* _Problem to solve_: Repeat every one of the entries below word for word, keeping each line the same.

* _Material provided_:
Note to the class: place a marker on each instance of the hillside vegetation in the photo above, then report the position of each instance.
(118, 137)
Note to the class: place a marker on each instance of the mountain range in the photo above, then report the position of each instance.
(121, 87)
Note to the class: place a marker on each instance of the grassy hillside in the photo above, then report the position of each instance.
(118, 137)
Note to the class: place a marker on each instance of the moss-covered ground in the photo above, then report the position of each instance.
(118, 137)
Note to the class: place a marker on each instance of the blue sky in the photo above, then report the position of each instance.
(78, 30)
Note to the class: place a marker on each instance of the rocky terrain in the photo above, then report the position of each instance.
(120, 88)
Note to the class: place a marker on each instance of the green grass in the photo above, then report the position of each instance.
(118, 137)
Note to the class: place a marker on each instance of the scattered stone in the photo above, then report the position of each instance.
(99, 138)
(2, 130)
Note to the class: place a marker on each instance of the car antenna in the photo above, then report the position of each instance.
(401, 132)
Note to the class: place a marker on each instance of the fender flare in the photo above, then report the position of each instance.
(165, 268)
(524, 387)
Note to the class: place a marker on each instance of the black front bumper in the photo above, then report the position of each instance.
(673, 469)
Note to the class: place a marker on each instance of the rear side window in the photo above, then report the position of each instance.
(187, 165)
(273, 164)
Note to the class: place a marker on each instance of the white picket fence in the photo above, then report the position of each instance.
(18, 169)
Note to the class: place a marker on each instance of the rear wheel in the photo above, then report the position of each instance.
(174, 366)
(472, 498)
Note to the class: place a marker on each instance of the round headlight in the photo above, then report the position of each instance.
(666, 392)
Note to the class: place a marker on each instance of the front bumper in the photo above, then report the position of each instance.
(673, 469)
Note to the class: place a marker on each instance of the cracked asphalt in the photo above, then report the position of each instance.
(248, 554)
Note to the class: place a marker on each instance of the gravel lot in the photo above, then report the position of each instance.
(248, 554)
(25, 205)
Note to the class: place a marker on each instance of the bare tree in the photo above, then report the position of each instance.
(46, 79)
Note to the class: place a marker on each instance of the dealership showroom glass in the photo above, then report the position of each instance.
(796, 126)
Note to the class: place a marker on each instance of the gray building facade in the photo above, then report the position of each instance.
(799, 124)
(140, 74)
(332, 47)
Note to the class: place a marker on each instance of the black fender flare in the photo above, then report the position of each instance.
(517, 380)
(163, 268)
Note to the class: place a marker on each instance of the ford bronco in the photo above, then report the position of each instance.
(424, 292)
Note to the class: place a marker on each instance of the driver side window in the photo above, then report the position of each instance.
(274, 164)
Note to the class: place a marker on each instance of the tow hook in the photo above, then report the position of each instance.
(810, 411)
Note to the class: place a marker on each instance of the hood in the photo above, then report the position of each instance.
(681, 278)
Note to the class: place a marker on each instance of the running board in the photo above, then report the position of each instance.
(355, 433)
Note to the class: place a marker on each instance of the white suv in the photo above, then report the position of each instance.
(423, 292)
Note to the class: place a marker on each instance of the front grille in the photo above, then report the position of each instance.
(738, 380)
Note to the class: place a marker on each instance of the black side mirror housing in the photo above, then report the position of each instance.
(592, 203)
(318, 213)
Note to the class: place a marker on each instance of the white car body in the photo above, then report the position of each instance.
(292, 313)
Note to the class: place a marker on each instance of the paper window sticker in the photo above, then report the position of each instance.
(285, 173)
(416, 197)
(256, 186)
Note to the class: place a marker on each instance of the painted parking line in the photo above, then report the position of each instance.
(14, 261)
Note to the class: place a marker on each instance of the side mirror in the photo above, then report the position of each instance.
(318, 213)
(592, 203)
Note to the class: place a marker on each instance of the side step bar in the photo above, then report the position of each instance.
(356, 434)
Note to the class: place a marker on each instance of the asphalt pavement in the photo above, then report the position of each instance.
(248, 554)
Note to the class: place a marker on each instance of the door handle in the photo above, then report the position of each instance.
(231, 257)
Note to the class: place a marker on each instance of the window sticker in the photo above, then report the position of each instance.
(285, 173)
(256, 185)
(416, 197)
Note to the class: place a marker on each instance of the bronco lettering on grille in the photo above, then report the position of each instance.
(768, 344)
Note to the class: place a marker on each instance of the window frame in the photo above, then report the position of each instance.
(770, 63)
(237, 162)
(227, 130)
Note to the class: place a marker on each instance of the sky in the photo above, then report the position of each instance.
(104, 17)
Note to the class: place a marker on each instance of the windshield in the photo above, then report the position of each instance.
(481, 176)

* _Task solution_:
Note to the class: place a marker on each instance of the hillside vegetation in the photo above, then report the position of each instance.
(118, 137)
Note to the class: place a marker on each instance of the mountain range in the photo above, then report the position of each instance.
(121, 87)
Note to the class: place a marker on each instance of the grassy hillside in the photo above, then report the position of each instance.
(118, 137)
Note to the class: place a marker on each instance of the moss-covered ground in the photo above, then report the position of each instance.
(118, 137)
Note to the class: place a marker on each instance of the blue sky in the photo above, then report the position of each instance.
(78, 30)
Note to the class: place a marker on each instance of the rocky terrain in the photo above, then report the position of each instance.
(120, 88)
Note to the class: place a marker on each instance of the green grass in the photo above, then report the position of each instance.
(118, 137)
Note to the class: place a marker on each instance of the scattered stone in the photo above, then report the position of each instance.
(99, 138)
(2, 130)
Note to the class: place a marker on each instance of the car antenna in the photo above, then report the position of each instance.
(401, 132)
Note to the class: place a marker on each instance of the fender flare in the photo above, then report the position of each instance.
(165, 268)
(524, 387)
Note to the class: place a marker on each instance of the black front bumper in the photo above, then report the position of each instance.
(673, 469)
Note to the class: place a marker on each instance of the rear side window in the photo above, then report the position of each instance.
(187, 165)
(273, 164)
Note to the class: place a marker on each instance of the white picket fence in the photo above, then report the position of each instance.
(18, 169)
Note to the class: place a marker on each instance of the rear wheel in the photo above, then report the position of each instance.
(174, 366)
(472, 498)
Note to the class: place a marker on each instance of the round headlight in the photo above, then report the position of each instance.
(666, 392)
Note to the class: place a marker on each instance of the front bumper in the photo above, then report the position of each instance.
(673, 469)
Note to the class: place a marker on each instance of the cracked asphalt in the photo above, then report the position of each instance.
(248, 554)
Note to the class: place a marker on each instance of the gravel lot in the photo above, then report the position of each instance.
(248, 554)
(25, 205)
Note to the class: place a marker on each instance of the bare tree in the photo above, then report the position of each instance.
(46, 79)
Note to the class: place a marker on each instance of the dealership showroom glass in the photo above, then report the position of each instance.
(796, 126)
Note to the class: place a marker on each instance of the gray building facade in the photo above, then report the position of each instance.
(799, 124)
(140, 74)
(332, 47)
Note to the class: place a marker on each instance of the black fender flare in the photo above, then report the position of each instance.
(517, 380)
(163, 268)
Note to the class: place a marker on each instance of the ford bronco in the photo above, then report the position of each instance.
(424, 292)
Note to the class: place a marker on each instance of the driver side window in the photo above, then report the position of each instance.
(274, 164)
Note to the class: place a marker on each instance of the tow hook in the photo above, then report the position of each instance.
(810, 411)
Note to the class: place a marker on each instance of the hood in the photo above, then report the position of each instance.
(681, 278)
Note to the class: place a marker on each instance of the running board in the photo above, then report the position of each instance.
(355, 433)
Note to the class: place a marker on each instance of the white suv in the photo above, then report the position of each instance.
(423, 292)
Note to the class: place a marker on each instance of the front grille in the photo above, then report the position of each instance.
(738, 380)
Note to the class: place a marker on each instance of the black side mirror housing in the photo above, then report the position of each instance.
(592, 203)
(318, 213)
Note to the class: place a marker on each instance of the white car body in the photo above, then report the position of each instance.
(292, 313)
Note to the class: place a marker on each instance of the paper window sticker in the photo above, then report the position of each instance.
(285, 173)
(416, 197)
(256, 186)
Note to the class: place a marker on each instance of the painted parking line in the photo above, then report the position of each instance.
(14, 261)
Note to the class: place a marker on each instance of the side mirror in the photo above, then report the position of each instance.
(318, 213)
(592, 203)
Note to the class: place a marker on each instance of the side step bar in the photo above, then report the position of each instance.
(356, 434)
Note to the class: place a marker on each instance of the asphalt pavement in the photo above, then report the position of each instance.
(248, 554)
Note to the class: place a marker on each instance of the door handle in the photo above, then report the position of each instance.
(231, 257)
Note to the class: place a marker on each instance of the window sticker in the photo above, then report the position of each instance.
(285, 173)
(256, 185)
(416, 197)
Note to the class: place a marker on each instance of the bronco lettering on grille in the photo above, then report the position of each instance.
(768, 344)
Note to the class: place a marker on each instance of the window frame in the photo above, then report the position of each instance.
(770, 63)
(237, 162)
(227, 130)
Note to the class: place a marker on each instance of the sky in the photo above, then report the position of each instance.
(104, 17)
Note to the class: place a marker on each instance of the windshield in the photo above, then report the position of each instance.
(481, 176)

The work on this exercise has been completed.